> _Material for this task_:

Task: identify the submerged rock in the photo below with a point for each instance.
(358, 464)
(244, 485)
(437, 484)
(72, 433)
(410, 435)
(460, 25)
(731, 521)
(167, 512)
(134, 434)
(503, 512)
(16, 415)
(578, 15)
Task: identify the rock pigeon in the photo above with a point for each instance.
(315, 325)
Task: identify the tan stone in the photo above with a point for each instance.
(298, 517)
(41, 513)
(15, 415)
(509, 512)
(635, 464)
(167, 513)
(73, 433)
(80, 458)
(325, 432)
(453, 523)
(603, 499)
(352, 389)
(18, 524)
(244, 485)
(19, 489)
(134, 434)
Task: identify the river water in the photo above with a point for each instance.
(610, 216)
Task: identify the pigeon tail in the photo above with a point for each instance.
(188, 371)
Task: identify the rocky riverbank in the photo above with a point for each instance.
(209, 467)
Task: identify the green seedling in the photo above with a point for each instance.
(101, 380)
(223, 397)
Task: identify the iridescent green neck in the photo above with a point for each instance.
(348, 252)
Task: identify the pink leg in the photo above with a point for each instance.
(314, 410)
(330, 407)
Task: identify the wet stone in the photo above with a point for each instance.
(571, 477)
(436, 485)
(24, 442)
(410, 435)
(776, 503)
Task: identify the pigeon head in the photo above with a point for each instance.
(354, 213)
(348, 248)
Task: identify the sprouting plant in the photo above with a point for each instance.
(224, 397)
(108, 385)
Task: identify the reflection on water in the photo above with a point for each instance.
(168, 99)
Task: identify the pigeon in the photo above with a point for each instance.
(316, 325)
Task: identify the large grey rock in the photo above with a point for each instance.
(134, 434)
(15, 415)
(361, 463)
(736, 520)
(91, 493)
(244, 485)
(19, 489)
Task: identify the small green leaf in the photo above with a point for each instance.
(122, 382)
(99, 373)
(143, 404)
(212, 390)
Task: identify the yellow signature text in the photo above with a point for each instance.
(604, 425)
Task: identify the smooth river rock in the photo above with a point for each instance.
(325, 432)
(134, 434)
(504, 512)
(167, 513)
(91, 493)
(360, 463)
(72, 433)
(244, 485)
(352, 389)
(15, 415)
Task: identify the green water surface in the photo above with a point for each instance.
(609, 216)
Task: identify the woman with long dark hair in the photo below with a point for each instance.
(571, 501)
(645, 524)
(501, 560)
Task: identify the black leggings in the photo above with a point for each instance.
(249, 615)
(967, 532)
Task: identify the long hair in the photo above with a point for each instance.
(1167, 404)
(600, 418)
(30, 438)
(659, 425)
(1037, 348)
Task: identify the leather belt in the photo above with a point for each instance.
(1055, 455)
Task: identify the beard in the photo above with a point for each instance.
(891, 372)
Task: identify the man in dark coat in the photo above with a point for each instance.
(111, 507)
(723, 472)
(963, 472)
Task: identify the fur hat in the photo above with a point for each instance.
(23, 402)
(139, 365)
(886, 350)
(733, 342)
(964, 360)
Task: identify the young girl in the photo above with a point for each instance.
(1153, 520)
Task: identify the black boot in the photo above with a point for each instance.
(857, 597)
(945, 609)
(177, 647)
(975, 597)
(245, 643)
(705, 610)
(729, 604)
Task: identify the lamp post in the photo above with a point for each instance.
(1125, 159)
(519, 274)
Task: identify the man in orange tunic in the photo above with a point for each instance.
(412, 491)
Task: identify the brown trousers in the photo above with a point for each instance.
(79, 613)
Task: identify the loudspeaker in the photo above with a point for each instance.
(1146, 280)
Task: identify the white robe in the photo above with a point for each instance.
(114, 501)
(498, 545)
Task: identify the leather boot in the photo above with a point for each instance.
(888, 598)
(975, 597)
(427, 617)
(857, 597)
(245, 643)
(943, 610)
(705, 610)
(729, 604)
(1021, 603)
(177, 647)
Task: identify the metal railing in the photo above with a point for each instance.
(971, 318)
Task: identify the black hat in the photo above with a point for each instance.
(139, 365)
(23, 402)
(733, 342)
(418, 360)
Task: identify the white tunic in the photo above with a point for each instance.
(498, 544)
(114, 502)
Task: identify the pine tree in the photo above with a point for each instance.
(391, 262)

> _Your objective_: Copy the listing above verbatim, beginning with the line that contains "Task: identify the brown" and continuing through the final line of the listing, with both ends included.

> _Exercise result_:
Task: identify the brown trousers in the photo above with a point for each instance.
(79, 613)
Task: identify the loudspeaker in the photo above with a point for each instance.
(1146, 280)
Task: identify the white robe in the photo above with a point for each instance.
(114, 501)
(498, 545)
Task: identify the leather boot in the photo above with a point for each instance.
(888, 598)
(975, 597)
(427, 617)
(857, 597)
(245, 643)
(943, 610)
(705, 610)
(729, 604)
(1021, 603)
(177, 647)
Task: identify the metal railing in the photo above with a point for each instance.
(971, 318)
Task: identify the black hat in the photo above with a point for each instance.
(139, 365)
(23, 402)
(733, 342)
(418, 360)
Task: identify the white tunic in the photo above with a point for each instance.
(498, 544)
(114, 502)
Task: identify the pine tree in the photo above with a point for each instance.
(391, 262)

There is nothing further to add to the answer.